Directive :: Rewrite every line of the listing below as a JSON array of strings, one string per line, skipping any blank lines.

Listing drawn from a data source
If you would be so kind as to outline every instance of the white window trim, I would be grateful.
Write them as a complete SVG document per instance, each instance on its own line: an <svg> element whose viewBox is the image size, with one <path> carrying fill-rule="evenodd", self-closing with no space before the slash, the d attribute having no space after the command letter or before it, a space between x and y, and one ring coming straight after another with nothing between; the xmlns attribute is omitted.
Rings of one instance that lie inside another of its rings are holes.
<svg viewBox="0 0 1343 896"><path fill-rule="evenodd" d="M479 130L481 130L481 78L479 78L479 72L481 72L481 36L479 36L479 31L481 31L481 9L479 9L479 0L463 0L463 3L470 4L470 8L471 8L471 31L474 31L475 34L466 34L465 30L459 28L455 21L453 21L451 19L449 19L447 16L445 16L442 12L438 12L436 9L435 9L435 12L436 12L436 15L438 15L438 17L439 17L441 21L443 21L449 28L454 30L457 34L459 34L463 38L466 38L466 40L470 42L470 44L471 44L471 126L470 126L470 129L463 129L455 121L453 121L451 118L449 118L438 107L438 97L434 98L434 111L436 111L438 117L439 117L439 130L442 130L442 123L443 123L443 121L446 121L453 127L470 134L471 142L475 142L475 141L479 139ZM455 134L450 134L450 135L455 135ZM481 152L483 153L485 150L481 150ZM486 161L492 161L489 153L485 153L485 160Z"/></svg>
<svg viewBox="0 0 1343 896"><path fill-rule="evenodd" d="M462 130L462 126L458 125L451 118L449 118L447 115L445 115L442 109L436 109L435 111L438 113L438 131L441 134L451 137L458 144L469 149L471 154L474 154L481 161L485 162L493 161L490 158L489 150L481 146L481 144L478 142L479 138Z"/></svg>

Exercise answer ::
[
  "If you would be so kind as to outline every instance of the white window trim, I would be grateful.",
  "Write them as a complete SVG document per instance, each instance on its own line: an <svg> element whose viewBox is the image size, with one <path> carrying fill-rule=\"evenodd\", self-closing with no space before the slash, the d attribute having no space after the command letter or before it, a space between x and y, and one ring coming straight after another with nothing between; the xmlns attribute is omitted.",
  "Rings of one instance that lie inside another of its rings are holes.",
  "<svg viewBox=\"0 0 1343 896\"><path fill-rule=\"evenodd\" d=\"M479 130L481 130L481 78L479 78L479 72L481 72L481 36L479 36L479 31L481 31L481 9L479 9L479 0L463 0L463 3L470 4L470 8L471 8L471 31L474 31L475 34L466 34L465 30L459 28L455 21L453 21L451 19L449 19L447 16L445 16L442 12L438 12L436 9L435 9L435 12L436 12L436 15L438 15L438 17L439 17L441 21L443 21L449 28L454 30L457 34L459 34L463 38L466 38L466 40L470 42L470 44L471 44L471 126L470 126L470 129L463 129L455 121L453 121L451 118L449 118L438 107L438 97L434 98L434 111L436 111L438 117L439 117L439 130L442 130L442 123L443 123L443 121L446 121L453 127L470 134L471 142L475 142L475 141L479 139ZM455 134L450 134L450 135L455 135ZM481 152L483 153L485 150L481 150ZM486 161L492 161L489 153L485 153L485 160Z\"/></svg>",
  "<svg viewBox=\"0 0 1343 896\"><path fill-rule=\"evenodd\" d=\"M462 130L462 126L458 125L451 118L449 118L447 115L445 115L442 109L436 109L435 111L438 113L438 131L441 134L451 137L458 144L469 149L471 154L474 154L481 161L485 162L493 161L490 158L489 150L481 146L481 144L478 142L479 138Z\"/></svg>"
]